## Information shown
______________________________

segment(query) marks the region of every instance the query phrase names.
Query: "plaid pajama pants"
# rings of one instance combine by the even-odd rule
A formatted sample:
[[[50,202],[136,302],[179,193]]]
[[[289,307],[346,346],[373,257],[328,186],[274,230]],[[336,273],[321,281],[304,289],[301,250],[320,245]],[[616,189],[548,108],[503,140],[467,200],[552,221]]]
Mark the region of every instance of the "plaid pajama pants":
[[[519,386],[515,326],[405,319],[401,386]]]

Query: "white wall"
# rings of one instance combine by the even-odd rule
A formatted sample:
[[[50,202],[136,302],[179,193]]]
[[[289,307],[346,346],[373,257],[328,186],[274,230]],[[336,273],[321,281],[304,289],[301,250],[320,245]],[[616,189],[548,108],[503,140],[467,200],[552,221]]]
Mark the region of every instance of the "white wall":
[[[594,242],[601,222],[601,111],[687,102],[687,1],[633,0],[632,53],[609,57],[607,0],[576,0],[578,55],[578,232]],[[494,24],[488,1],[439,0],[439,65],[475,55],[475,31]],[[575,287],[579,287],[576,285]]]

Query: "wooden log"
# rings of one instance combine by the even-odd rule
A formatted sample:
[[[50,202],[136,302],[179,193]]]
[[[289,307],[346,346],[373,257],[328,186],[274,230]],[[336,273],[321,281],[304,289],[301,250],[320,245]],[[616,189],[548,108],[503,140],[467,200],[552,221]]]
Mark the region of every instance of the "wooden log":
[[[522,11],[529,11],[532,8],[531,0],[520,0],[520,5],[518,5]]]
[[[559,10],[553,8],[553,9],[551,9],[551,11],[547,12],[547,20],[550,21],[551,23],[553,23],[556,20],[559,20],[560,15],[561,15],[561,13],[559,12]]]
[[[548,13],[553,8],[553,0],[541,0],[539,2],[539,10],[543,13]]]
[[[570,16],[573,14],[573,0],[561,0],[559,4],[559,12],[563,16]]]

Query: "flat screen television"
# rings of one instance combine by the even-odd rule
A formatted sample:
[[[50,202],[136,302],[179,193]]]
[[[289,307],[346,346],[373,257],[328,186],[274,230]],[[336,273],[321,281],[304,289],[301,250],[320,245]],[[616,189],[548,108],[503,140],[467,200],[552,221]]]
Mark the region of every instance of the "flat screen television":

______________________________

## Exercise task
Find every line in the items above that contains the word "wall" and copy each of those lines.

## Written response
Query: "white wall"
Mark the region of every instance of the "white wall":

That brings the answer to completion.